When he speaks of ‘innovation’, he doesn’t mean scientific discovery, or technological advancement. He means new ways of exploiting the desires and capacities of others.
A brave government could have changed conditions again to restore the balance. But by then, big money had overrun politics and the media. Ours resorted to smoke and mirrors. They channelled the proceeds of the mining boom to well-heeled voters, and rigged the system to help the big boomer voting bloc with its favourite pastimes – buying real estate, and saving for retirement – while the rich raided the till.
It was a devilishly clever strategy, because it fooled more ordinary Australians into supporting the ideology of the dominant group. Believing their houses were making them rich, they felt as if they’d joined the winners’ club. And now they have an interest in helping the actual rich preserve their stranglehold on the country.

- _List of tasks_:
1. Answer these questions from the passage on Australian politics:
(a) What two things does the passage say "innovation" does not mean?
(b) What had big money overrun by then?
(c) What did ordinary Australians believe their houses were doing?
2. From the passage on Australian politics, list every action that the sentences beginning "Ours resorted" and "They channelled" credit to "Ours."
3. Extract the portion of the passage on Australian politics that starts at the words "It was a devilishly" and ends after "on the country.", copying it word for word.
The data that comes after the passage on Australian politics is separate material.

- _Supplied entries_:
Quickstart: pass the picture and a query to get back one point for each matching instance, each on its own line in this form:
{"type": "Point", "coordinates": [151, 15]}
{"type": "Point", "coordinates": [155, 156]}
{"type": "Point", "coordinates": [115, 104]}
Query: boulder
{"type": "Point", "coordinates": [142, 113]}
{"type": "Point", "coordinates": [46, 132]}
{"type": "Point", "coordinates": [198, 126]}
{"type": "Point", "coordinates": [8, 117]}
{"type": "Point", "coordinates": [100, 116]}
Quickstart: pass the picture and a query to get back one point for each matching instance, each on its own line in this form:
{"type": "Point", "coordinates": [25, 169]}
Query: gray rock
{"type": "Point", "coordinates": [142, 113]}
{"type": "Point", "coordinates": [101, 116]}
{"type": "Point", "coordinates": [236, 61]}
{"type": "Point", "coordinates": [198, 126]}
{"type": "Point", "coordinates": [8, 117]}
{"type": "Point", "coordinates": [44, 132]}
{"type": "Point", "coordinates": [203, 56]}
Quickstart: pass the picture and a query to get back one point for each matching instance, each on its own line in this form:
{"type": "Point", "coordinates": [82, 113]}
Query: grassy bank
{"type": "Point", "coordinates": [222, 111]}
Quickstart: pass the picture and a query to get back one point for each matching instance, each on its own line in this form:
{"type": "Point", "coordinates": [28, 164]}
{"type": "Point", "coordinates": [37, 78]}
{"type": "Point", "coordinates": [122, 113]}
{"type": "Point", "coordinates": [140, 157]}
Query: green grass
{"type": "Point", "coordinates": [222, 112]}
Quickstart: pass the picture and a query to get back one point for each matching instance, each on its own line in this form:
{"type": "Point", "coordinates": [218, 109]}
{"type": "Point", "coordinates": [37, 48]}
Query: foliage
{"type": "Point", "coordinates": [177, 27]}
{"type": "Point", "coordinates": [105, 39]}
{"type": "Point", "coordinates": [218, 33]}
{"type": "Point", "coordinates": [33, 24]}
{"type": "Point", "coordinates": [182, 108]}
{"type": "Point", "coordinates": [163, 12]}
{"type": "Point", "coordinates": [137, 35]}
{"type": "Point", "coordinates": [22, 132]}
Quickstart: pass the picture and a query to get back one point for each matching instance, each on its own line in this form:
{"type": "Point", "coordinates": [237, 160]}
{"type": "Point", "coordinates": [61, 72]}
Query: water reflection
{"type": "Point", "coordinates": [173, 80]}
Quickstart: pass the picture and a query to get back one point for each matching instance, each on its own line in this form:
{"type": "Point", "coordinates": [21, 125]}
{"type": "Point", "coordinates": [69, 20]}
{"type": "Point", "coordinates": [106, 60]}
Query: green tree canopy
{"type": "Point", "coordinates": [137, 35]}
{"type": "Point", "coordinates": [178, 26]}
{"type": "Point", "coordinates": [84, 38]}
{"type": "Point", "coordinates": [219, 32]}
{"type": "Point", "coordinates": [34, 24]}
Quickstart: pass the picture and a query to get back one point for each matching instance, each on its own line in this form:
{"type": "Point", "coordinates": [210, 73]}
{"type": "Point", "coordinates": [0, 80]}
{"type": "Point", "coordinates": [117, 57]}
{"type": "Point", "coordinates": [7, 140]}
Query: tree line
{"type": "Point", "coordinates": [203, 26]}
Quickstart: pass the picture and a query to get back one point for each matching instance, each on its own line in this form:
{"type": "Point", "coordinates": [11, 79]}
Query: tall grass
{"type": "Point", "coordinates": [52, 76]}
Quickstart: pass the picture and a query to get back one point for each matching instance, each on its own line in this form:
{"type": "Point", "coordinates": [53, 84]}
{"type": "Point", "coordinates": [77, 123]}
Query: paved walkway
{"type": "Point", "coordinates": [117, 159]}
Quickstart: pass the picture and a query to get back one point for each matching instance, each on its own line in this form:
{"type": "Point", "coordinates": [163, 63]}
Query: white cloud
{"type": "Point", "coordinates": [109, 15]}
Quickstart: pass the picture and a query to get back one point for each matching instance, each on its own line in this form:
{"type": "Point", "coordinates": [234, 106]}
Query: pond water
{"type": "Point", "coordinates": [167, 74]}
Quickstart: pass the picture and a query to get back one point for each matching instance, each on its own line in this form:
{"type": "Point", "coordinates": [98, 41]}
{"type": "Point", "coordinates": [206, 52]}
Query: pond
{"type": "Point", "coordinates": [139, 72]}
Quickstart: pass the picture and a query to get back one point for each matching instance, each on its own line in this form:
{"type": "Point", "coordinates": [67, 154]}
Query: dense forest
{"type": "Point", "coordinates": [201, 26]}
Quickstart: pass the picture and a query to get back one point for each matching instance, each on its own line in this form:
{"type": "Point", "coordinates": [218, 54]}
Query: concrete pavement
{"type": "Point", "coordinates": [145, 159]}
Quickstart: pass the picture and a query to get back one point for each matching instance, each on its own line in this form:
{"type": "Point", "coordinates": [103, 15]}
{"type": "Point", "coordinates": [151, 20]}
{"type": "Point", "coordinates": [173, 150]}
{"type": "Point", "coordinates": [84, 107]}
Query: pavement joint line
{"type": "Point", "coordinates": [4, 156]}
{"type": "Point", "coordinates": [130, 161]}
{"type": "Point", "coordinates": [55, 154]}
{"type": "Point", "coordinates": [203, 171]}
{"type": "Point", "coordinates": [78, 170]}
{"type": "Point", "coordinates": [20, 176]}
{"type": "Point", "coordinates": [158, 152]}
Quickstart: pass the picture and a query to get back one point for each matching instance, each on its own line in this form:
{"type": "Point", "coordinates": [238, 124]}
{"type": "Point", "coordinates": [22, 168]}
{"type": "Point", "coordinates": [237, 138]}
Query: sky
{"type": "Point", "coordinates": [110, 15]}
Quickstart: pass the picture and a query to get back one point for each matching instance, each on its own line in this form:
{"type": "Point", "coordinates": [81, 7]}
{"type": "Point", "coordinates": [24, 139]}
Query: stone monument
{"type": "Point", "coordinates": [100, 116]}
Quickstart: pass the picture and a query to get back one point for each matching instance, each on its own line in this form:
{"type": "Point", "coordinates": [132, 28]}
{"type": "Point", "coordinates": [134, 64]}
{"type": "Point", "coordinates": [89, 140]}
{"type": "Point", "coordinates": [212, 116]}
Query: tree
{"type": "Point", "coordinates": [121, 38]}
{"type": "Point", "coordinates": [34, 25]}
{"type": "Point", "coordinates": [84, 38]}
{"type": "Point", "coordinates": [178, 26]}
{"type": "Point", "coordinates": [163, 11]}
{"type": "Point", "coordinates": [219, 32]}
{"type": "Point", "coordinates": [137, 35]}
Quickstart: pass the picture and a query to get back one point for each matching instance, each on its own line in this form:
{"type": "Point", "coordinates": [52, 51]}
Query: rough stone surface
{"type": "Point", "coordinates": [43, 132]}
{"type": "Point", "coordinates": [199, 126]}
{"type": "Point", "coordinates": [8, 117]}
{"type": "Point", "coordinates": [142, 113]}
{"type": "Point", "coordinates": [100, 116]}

- _Answers by item_:
1.
(a) Scientific discovery and technological advancement.
(b) Politics and the media.
(c) Making them rich.

2.
- Resorted to smoke and mirrors
- Channelled the proceeds of the mining boom to well-heeled voters
- Rigged the system to help the big boomer voting bloc with its favourite pastimes

3.
It was a devilishly clever strategy, because it fooled more ordinary Australians into supporting the ideology of the dominant group. Believing their houses were making them rich, they felt as if they’d joined the winners’ club. And now they have an interest in helping the actual rich preserve their stranglehold on the country.